Data to use:

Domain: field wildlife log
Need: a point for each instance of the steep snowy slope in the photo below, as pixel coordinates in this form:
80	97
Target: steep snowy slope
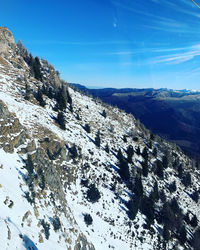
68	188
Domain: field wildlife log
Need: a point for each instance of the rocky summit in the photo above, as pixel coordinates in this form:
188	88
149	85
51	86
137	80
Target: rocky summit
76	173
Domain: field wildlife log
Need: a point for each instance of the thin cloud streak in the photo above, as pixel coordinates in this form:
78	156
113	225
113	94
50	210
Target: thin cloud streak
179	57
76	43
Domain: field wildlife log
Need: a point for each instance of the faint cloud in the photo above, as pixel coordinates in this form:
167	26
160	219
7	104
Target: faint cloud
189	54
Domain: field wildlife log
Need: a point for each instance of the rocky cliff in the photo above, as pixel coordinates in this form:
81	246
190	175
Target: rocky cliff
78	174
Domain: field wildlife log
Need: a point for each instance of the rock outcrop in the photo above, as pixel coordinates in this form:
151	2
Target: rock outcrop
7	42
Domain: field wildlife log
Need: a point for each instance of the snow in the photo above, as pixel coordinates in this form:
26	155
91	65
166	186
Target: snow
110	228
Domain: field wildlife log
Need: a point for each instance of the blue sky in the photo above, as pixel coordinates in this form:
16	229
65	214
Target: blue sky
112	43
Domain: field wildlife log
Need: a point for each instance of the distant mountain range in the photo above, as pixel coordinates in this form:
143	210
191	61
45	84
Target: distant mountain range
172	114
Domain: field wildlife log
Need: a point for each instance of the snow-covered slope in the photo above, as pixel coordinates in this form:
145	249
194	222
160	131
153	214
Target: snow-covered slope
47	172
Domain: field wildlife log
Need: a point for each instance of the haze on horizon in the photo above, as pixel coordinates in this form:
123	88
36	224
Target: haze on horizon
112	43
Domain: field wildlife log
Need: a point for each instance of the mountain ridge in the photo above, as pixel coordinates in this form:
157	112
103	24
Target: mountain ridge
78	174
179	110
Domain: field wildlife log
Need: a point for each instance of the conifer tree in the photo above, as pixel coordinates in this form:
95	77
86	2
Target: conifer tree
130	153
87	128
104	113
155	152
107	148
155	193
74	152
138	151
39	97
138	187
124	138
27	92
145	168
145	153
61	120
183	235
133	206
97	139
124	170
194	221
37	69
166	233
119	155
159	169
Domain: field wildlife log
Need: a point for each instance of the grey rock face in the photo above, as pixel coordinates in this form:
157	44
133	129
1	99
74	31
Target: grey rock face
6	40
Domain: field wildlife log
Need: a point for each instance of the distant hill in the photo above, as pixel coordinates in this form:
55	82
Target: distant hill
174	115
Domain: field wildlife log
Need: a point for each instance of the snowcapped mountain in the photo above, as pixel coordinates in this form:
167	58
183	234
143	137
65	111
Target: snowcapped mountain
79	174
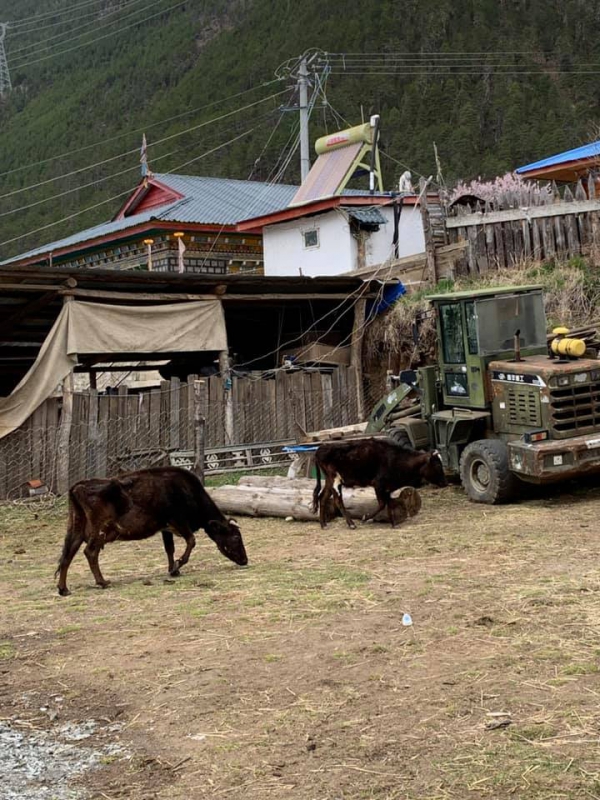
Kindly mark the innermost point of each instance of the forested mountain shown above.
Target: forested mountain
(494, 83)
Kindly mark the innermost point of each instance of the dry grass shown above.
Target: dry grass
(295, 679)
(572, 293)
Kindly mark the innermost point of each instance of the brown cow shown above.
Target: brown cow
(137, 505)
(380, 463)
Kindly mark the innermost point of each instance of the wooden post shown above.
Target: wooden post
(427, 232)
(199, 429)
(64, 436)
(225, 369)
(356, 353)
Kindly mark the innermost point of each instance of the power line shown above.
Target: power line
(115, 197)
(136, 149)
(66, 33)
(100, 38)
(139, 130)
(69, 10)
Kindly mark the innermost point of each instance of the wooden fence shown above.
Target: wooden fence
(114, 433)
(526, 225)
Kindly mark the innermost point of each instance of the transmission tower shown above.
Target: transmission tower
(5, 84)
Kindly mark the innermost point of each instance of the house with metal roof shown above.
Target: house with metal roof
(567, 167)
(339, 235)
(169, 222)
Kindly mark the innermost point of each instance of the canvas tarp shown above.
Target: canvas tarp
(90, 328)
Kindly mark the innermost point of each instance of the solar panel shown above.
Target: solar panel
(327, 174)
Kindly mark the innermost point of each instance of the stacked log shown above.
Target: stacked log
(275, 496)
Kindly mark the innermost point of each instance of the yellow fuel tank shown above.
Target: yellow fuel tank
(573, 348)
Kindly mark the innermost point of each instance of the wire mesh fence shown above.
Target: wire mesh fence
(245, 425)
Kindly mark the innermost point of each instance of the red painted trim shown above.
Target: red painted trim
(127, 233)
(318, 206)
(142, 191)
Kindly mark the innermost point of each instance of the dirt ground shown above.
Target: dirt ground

Work required: Everything in the records above must be repeated exactly, apart from the pictures.

The answer:
Domain: field wildlife log
Need: a point for each instance of the steep snowy slope in the photo below, as pixel coordinates in this form:
80	97
Target: steep snowy slope
68	188
Domain: field wildlife log
Need: a point for each instance of the rocky summit in the photo above, as pixel coordinates in this form:
188	88
149	85
51	86
137	80
Target: rocky summit
76	173
Domain: field wildlife log
Need: a point for each instance of the thin cloud streak in the photo above, as pixel coordinates in this form:
78	156
113	225
113	94
50	210
Target: thin cloud streak
179	57
76	43
Domain: field wildlife log
Need: a point for each instance of the faint cloud in the photo above, as pixel coordinates in this form:
167	26
160	219
7	104
Target: faint cloud
189	54
Domain: field wildlife log
Need: a point for each instance of the rocky cliff in the photo above, as pixel coordinates in this form:
81	246
190	175
Target: rocky cliff
78	174
Domain: field wildlife log
Need: a point for each instance of the rock outcrop in the photo above, as pixel coordinates in this form:
151	2
Target: rock outcrop
7	42
Domain: field wildlife log
Need: a point for each instance of the snow in the photo above, as pixel coordinates in this form:
26	155
91	65
166	186
Target: snow
110	228
Domain: field wildlife log
Need: a point for each instance of the blue sky in the photo above, as pixel coordinates in this form:
16	229
65	214
Target: blue sky
112	43
Domain: field wildlife log
Need: a point for each instance of the distant mountain range in the photo above, as pixel coordinates in this form:
143	210
191	61
45	84
Target: distant mountain range
172	114
Domain: field wildlife log
Need: a point for each instance of the snow-covered slope in the photo above, as pixel coordinates in this form:
145	249
194	222
160	131
153	214
Target: snow-covered slope
47	172
Domain: field wildlife log
Need: a point for each instance of the haze on horizon in the photo above, as pixel coordinates in this form:
123	88
36	224
Target: haze on horizon
112	43
Domain: field wildlife log
Need: a point for each instance of the mountain ridge in the photo above, as pixel coordinates in this form:
157	112
103	24
Target: mountain ridge
78	174
179	110
Domain: field wildlife log
Need: a point for each instance of the conifer tree in the photo above, as pixel coordinates in this form:
95	77
86	2
Target: conifer tree
130	153
87	128
104	113
155	152
107	148
155	193
74	152
138	151
39	97
138	187
124	138
27	92
145	168
145	153
61	120
183	235
133	206
97	139
124	170
194	221
37	69
166	233
119	155
159	169
Domain: field wildlife log
Need: a point for each instance of the grey rock face in the photo above, as pixel coordinates in this form:
157	44
133	129
1	99
74	31
Target: grey rock face
6	40
Domain: field wildlife log
Need: a point for each instance of the distant hill in the photo above, as pixel coordinates in this form:
55	82
Target: distant hill
174	115
Domain: field wildlife log
Need: a point for each instance of the snowcapped mountain in the photo above, as pixel coordinates in this form:
167	58
183	234
143	137
65	111
Target: snowcapped mountain
79	174
Kindly mark the innermost point of each instance of the forested mountain shown above.
Target: forested mountain
(494, 83)
Kindly mark the innermost point of each instance of the dry grass shown above.
Target: dry grass
(295, 679)
(572, 293)
Kindly mark the innermost point of each instance of the brown cow shown above.
Target: brown cow
(137, 505)
(380, 463)
Kindly mark the innermost point of each instance of the wooden post shown above.
Target: wooden post
(427, 232)
(199, 429)
(64, 436)
(225, 369)
(356, 353)
Kindly mark the innermost point of each instance of the power line shown above.
Target: power line
(115, 197)
(136, 149)
(66, 33)
(100, 38)
(139, 130)
(69, 10)
Kindly mark the innermost point of each instance of the wooden fence shown above.
Target: wooden fence
(114, 433)
(526, 225)
Kindly mark the innermost point of each instance of the transmission tower shown above.
Target: transmission tower
(5, 84)
Kindly mark the innermost point of each instance of the house with metal roof shown above.
Target: house with metal roof
(567, 167)
(339, 235)
(169, 222)
Kindly mark the innermost point of each instance of the canvas tarp shown above.
Target: canvas tarp
(90, 328)
Kindly mark the innermost point of each instance of the solar panel shown above.
Target: solar panel
(327, 174)
Kindly mark the innermost point of each instance of the stacked log shown above.
Target: stacked log
(275, 496)
Kindly mark the innermost point of each instance of the yellow fuel tank shown above.
Target: yellow fuel tank
(573, 348)
Kindly mark the innermost point of each instance of the wire mesh fence shown above.
Target: wire mesh fence
(245, 425)
Kindly mark the innermost point of each instance of the red painted trim shown above.
Target: red painted trim
(127, 233)
(318, 206)
(142, 191)
Kindly mark the innermost point of each instance of the dirt ground shown above.
Target: dirt ground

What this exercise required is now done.